Selected excerpt:
Invented at Hewlett-Packard, these much smaller columns had a phase coating on the inside that would facilitate the separation.
“This gave orders of magnitude of separating power to your sample. With a very complex mixture, you had never been able to see all the different peaks. Instead, you would just get a blob if you had something complex,” he said. “Now, you could separate complex mixtures much better and be able to see the individual peaks.”
Pharmaceutical companies were among the last industries to adopt this, because they did not want to make changes in all their methods. Finally, they recognized the huge impact this would have on their field, according to Johnson.
With the advent of fused silica capillary columns, gas chromatography became much more important for pharmaceutical research and development. “Residual solvents may not have needed as much resolution, but capillary columns allowed pharmaceutical researchers to get a finer and finer cut of what their reactions were and what components they were making. It was a great step forward for R&D,” said Johnson.
A key GC tool introduced in the 1990s was atmospheric pressure control. “With GC, you have a capillary column and then a carrier gas, like helium, to push your sample through. A big part of getting reproducible results is having very precise control of the pressure of your carrier gas,” he said.
In 1989, Hewlett-Packard came out with electronic atmospheric pressure control, a boon for the routine pharma lab with its ability to create an electronic record of both the pressure settings and actual pressures during each chromatographic analysis. “For the regulatory and compliance side, being able to go back and say, ‘Yes, my instrument was running at these pressures and they were recorded and manipulated electronically,’ gave a lot of credibility to the answer,” Johnson said.

Actions to take:
[1] Do these statements agree with the passage on gas chromatography? Answer yes or no for each and quote the deciding words. (a) Pharmaceutical companies were among the first industries to adopt the smaller capillary columns. (b) Hewlett-Packard introduced electronic atmospheric pressure control in 1989. (c) Helium is named as an example of a carrier gas.
[2] Write a continuation of the passage on gas chromatography, beginning after its final sentence.

Available data:
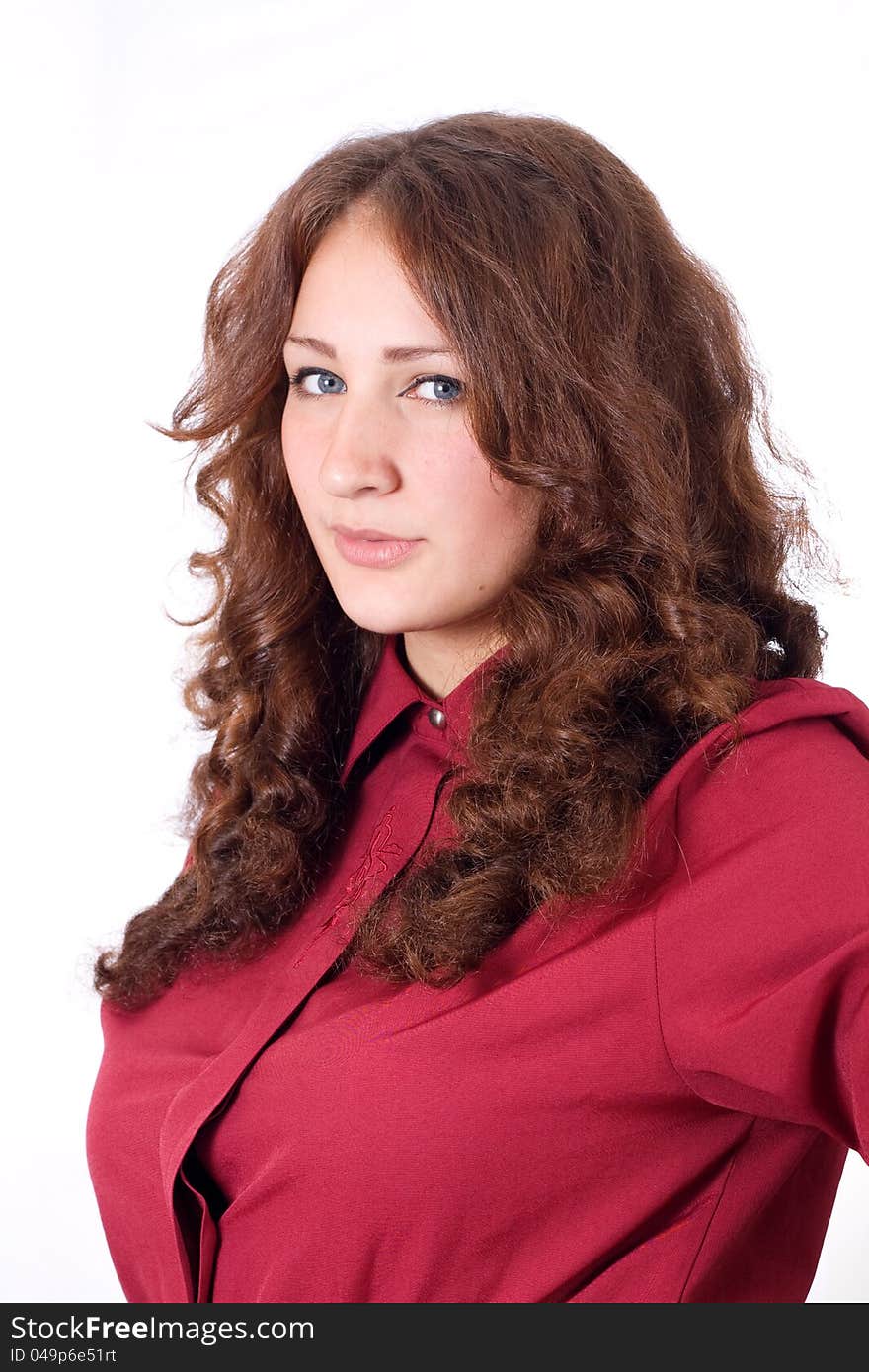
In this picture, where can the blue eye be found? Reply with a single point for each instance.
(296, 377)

--

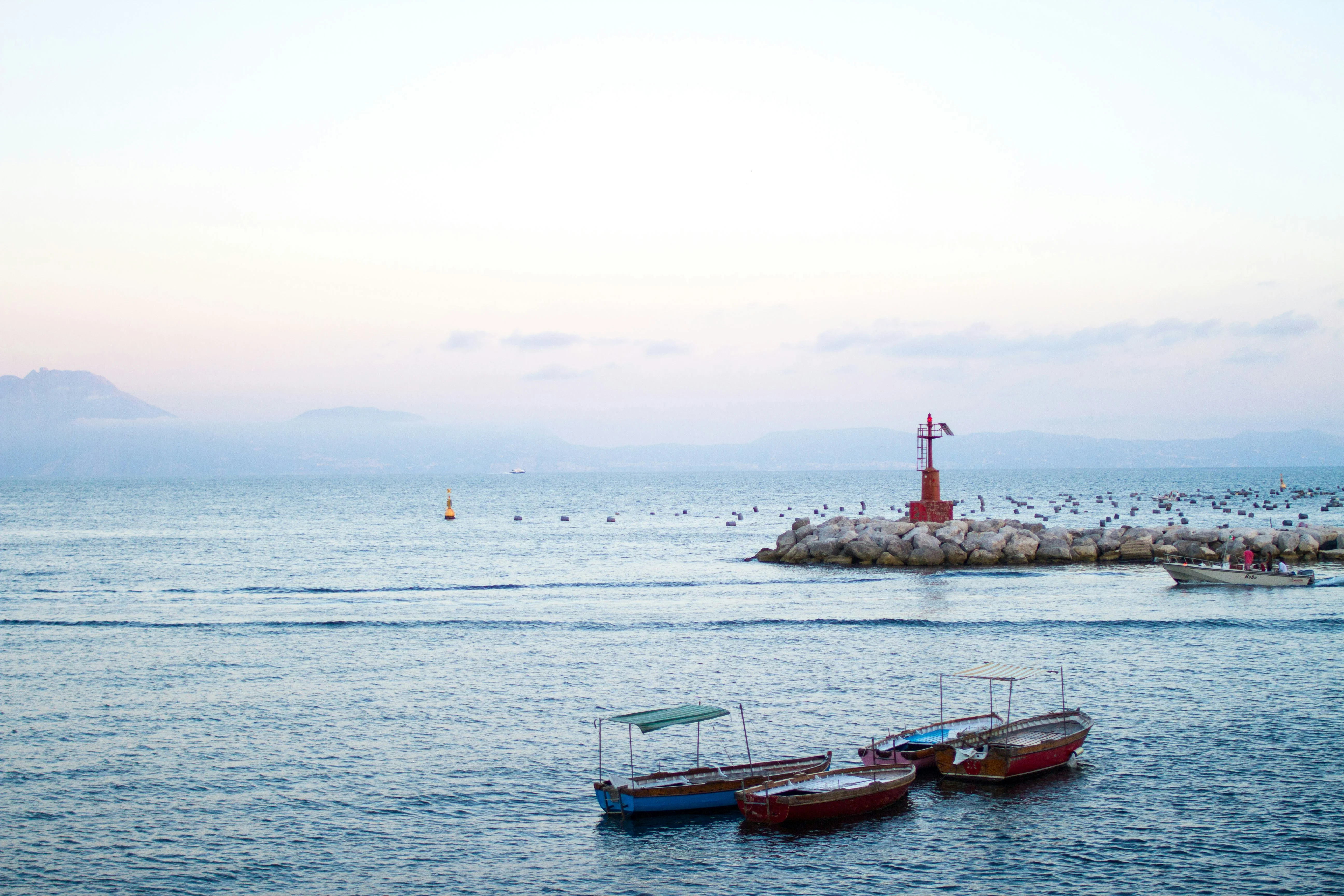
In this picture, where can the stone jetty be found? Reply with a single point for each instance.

Results:
[1]
(a) No: "Pharmaceutical companies were among the last industries to adopt this"
(b) Yes: "In 1989, Hewlett-Packard came out with electronic atmospheric pressure control"
(c) Yes: "a carrier gas, like helium"

[2]
During the last 10 years, the field has been moving toward fast GC, Dr. McNair said. “This results from a better understanding of the Van Dinckter equation: The retention time of a column is proportional to the column length. Shorter columns mean faster analysis, but they have fewer plates,” he explained.
“But if you use Van Dinckter analysis, with thinner film and a small column, you can put plates back, use a faster flow rate, and in some cases even change from helium to hydrogen, which is even faster. If you have thin films, you can double and even quadruple your flow rates.”
Creation of GC-MS Systems
Perhaps the most important development for gas chromatography in the pharmaceutical industry in recent years has been the marriage of GC to mass spectrometry (MS) to create GC-MS systems. Mass spectrometers were used as the detector in GC systems as early as the 1950s, but for decades the systems were too costly and unwieldy for most settings. As computers became more and more miniaturized, the 1990s heralded the era of true GC-MS.
“Whenever you get an impurity, you can tell what it is immediately. You don’t have to go back and scratch your head,” Dr. McNair said.
Another revolutionary change for gas chromatography, multidimensional GC, is just now coming into its own, according to Dr. McNair. “This means that you have two columns of different selectivity doing the same analysis. It’s only for complex samples, things that have maybe 30 or more peaks.
“The system takes a bundle of unresolved peaks and shunts them to a separate column with a separate detector and separates them there,” he said.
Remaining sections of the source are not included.